WRITTEN INSTRUCTION: Write the entries below out again exactly; any picture in them stays out.
··· DATA PROVIDED
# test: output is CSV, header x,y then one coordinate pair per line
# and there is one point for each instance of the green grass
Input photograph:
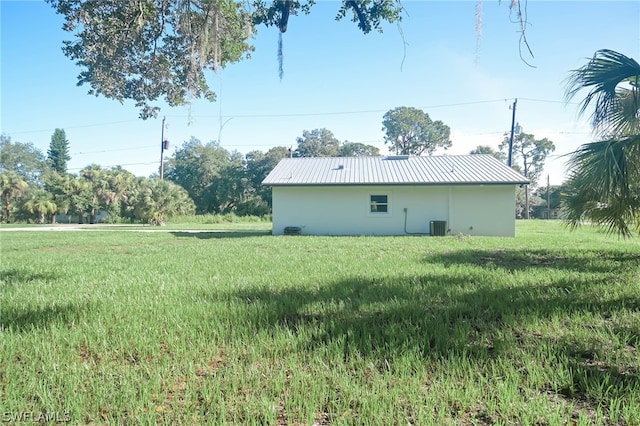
x,y
126,327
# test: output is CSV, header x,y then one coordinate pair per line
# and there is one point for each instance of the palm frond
x,y
605,182
614,82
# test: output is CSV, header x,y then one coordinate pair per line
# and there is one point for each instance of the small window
x,y
379,204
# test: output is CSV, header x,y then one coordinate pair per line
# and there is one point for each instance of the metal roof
x,y
393,170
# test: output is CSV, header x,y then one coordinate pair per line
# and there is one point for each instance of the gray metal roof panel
x,y
393,170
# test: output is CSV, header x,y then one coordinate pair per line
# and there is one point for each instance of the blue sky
x,y
334,77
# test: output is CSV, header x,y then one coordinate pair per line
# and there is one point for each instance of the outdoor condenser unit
x,y
438,228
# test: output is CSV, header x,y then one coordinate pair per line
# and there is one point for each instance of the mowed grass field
x,y
118,326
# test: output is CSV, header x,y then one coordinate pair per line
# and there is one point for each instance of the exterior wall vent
x,y
438,228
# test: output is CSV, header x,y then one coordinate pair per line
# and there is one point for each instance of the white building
x,y
394,195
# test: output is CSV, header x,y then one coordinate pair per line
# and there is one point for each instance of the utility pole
x,y
163,145
548,199
513,125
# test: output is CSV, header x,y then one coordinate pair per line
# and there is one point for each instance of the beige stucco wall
x,y
344,210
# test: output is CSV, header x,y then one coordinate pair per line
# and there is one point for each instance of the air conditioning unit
x,y
438,228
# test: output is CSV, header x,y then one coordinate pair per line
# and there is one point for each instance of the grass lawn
x,y
125,327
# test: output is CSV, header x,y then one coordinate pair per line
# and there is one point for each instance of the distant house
x,y
394,195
······
RESULT FOR THIS TASK:
# test: output is CSV, header x,y then one coordinate pair per line
# and there is one point for each instance of the green grass
Input photograph:
x,y
126,327
# test: output is CSV, header x,y then one coordinate pair per line
# and there is one point for each instance of the palm frond
x,y
605,182
614,82
# test: output is CSV, header x,y then one coordinate pair per line
# and there is one point for each instance of the small window
x,y
379,204
# test: output is CSV, header x,y then one coordinate pair per line
# and there is one point for each instance of the metal roof
x,y
393,170
# test: output is CSV, header x,y then one coordinate pair per line
# and there is one point for each instance of the gray metal roof panel
x,y
393,170
# test: output is CSV, header x,y then one coordinate pair per line
# and there is one point for each instance of the blue sky
x,y
334,77
# test: output is CSV, header x,y then one coordinate pair per line
# and there is one point for each instance of the outdoor condenser unit
x,y
438,228
# test: output is CSV, header x,y then one coordinate pair per line
# and there is one point for each instance of the mowed grass field
x,y
118,326
# test: output is CSV, header x,y then one coordinate pair per line
# and there is one point for each instance of the exterior wall vent
x,y
438,228
# test: output is CSV, header x,y then one coordinate pair per line
# and there is one point for each instance of the white building
x,y
394,195
# test: output is CSV, header x,y then one coordinate pair per line
# and there is one point for each instance of the utility pole
x,y
163,145
548,199
513,125
# test: output is CSV, header x,y then one coordinate pair per line
# and there is one point for each instance of the beige stucco wall
x,y
344,210
# test: output is CSV, header x,y then one coordinate pair per line
# and there is one point for each instance of the air conditioning unit
x,y
438,228
# test: output is CSV, header x,y then one coordinate pair per line
# and there is one point for each instance of the grass lawn
x,y
125,327
# test: output is CSV, header x,y then one coordinate pair per line
# and there is one point for each instance of the distant house
x,y
394,195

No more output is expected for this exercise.